LISTING
------------------------------------------------
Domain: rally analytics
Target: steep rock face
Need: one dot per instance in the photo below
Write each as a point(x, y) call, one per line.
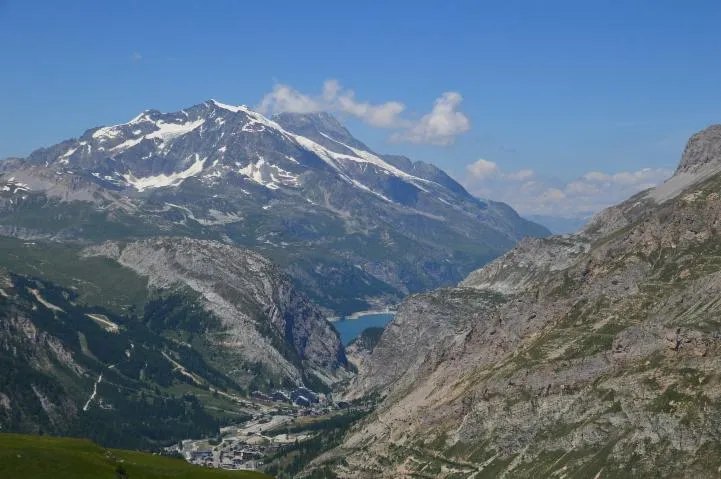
point(594, 355)
point(260, 311)
point(704, 148)
point(352, 227)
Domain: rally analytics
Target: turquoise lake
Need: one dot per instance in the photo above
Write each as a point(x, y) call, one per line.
point(350, 329)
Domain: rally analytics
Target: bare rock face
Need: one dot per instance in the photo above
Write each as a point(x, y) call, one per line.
point(594, 355)
point(703, 148)
point(354, 228)
point(259, 309)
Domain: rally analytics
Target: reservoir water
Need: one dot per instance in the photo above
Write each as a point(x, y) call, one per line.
point(350, 329)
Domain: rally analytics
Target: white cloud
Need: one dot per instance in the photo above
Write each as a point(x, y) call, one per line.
point(579, 198)
point(288, 100)
point(520, 175)
point(483, 169)
point(439, 127)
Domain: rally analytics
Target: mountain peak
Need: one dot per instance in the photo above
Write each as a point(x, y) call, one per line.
point(321, 127)
point(703, 148)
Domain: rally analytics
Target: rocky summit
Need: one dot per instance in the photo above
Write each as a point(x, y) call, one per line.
point(590, 355)
point(352, 227)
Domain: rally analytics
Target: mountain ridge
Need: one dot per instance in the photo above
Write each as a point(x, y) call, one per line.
point(322, 206)
point(593, 355)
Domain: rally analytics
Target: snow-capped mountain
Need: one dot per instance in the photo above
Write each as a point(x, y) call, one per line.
point(352, 226)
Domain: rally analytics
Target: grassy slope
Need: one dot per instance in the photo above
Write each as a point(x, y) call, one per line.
point(40, 457)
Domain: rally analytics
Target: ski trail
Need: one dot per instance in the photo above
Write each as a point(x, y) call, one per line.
point(95, 392)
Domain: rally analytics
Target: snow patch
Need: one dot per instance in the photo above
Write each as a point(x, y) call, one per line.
point(162, 180)
point(170, 131)
point(268, 175)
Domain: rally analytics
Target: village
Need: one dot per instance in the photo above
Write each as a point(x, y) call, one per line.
point(279, 423)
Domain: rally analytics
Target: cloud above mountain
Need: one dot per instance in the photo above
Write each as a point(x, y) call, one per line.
point(533, 194)
point(439, 127)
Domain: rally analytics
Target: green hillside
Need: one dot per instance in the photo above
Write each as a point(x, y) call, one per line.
------------------------------------------------
WHAT TO WORK ON
Report every line of the items above that contains the string "cloud", copying each line in full. Case counts.

SOLUTION FOR THIS PROBLEM
Target: white cloud
Target: cloud above mountain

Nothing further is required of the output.